» **ACTION ITEM**
Reading the records below, find how many lines include the word "ceiling" and give that number alone.

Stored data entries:
----
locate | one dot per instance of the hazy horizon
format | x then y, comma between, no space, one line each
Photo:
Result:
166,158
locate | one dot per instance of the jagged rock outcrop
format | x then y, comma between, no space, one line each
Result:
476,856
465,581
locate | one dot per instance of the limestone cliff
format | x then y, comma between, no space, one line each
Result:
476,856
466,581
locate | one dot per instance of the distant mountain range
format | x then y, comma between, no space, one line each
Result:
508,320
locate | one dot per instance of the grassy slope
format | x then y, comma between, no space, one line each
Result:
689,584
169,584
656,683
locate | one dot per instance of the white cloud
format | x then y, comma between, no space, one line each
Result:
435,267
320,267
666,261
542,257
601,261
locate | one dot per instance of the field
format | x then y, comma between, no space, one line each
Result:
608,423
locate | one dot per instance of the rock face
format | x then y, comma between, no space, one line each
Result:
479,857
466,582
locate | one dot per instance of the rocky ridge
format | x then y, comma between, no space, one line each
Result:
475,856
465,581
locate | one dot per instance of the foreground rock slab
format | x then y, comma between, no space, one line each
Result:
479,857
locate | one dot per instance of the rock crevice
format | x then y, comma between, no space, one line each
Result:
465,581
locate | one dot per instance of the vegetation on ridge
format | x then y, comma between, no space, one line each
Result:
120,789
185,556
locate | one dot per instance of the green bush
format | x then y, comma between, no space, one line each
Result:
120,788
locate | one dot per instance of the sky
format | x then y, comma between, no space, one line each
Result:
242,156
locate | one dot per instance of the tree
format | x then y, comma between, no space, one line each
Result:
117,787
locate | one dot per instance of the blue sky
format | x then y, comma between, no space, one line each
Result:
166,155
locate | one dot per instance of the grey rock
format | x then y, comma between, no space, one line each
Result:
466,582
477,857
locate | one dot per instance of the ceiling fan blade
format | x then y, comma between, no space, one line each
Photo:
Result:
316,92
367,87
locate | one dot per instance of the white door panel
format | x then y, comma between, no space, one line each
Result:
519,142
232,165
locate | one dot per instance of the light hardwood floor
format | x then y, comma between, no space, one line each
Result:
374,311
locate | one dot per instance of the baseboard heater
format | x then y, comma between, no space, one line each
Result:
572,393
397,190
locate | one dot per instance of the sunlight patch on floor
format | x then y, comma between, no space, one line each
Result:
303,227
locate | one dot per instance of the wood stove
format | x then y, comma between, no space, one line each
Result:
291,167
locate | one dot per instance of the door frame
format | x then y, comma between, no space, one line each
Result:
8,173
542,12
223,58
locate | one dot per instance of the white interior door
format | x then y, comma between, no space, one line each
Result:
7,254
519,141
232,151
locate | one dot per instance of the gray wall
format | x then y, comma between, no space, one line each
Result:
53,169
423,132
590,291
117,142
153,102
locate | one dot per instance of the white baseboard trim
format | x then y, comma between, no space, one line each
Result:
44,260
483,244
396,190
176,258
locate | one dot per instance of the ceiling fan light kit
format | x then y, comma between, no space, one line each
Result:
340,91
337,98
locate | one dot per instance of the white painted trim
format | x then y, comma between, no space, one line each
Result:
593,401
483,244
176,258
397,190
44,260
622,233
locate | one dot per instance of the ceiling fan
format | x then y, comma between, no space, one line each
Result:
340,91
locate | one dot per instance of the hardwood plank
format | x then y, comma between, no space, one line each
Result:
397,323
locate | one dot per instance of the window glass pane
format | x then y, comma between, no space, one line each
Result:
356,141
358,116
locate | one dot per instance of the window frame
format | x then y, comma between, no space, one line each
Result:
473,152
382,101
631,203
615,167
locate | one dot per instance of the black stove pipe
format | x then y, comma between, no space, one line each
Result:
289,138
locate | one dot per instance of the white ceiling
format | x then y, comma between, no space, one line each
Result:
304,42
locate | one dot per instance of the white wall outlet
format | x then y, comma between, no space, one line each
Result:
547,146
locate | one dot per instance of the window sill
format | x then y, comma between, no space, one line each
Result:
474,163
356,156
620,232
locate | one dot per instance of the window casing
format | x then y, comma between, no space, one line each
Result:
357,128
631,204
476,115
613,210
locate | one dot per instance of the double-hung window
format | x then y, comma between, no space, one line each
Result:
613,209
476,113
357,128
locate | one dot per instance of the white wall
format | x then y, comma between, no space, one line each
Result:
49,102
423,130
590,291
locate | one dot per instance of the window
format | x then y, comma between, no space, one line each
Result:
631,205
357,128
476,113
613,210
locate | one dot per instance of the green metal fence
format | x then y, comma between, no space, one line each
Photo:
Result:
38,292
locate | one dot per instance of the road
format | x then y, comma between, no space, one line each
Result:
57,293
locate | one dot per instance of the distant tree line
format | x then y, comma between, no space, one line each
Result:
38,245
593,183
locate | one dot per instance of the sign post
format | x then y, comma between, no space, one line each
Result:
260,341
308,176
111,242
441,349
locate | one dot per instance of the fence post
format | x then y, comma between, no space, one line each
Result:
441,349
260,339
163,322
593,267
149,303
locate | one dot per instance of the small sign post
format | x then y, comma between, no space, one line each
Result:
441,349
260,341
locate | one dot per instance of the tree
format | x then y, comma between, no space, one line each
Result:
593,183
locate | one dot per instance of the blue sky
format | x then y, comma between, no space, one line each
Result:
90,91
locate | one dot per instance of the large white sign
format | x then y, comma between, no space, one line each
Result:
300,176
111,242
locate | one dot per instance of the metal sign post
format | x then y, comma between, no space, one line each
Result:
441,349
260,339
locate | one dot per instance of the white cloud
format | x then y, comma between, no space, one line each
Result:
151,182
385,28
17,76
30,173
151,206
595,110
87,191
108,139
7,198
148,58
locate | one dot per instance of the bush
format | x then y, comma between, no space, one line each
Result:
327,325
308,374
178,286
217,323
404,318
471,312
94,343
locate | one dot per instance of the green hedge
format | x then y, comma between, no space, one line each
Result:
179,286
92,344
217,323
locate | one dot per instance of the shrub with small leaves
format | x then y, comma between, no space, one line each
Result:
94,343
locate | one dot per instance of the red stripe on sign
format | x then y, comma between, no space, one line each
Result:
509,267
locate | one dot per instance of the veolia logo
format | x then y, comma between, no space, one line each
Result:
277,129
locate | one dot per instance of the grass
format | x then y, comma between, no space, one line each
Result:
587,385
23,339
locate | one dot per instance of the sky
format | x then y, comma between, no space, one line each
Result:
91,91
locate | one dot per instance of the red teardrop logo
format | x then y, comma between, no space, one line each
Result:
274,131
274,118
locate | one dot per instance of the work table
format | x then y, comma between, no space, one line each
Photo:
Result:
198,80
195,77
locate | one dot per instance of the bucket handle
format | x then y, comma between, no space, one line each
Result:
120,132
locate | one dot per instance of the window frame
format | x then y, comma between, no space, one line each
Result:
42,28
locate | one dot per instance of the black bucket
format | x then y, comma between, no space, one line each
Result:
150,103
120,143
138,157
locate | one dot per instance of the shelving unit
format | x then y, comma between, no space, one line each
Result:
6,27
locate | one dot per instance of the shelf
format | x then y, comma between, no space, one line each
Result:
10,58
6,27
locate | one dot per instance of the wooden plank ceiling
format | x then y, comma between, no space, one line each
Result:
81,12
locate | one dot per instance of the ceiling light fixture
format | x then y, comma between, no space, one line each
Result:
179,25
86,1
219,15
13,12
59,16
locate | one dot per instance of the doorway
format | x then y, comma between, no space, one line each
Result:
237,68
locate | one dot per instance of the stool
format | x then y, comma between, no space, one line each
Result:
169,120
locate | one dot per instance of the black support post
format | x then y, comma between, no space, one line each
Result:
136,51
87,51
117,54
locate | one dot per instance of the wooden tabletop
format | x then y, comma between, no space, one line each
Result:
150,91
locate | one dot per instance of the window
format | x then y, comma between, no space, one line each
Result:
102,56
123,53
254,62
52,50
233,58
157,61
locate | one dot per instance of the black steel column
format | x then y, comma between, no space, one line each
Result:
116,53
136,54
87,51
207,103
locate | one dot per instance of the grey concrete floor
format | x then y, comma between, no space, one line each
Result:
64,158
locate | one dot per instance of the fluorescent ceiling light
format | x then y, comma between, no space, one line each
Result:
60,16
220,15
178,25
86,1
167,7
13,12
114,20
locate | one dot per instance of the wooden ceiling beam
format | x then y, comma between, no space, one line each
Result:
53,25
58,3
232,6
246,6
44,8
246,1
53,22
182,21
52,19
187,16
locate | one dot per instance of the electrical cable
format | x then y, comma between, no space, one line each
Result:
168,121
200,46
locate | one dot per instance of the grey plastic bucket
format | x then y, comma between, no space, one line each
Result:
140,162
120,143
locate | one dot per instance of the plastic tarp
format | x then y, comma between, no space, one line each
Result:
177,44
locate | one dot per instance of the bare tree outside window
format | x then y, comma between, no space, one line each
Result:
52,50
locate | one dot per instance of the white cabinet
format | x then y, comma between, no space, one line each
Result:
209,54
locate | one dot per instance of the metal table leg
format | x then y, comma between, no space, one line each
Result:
----
» **EXERCISE OUTPUT**
8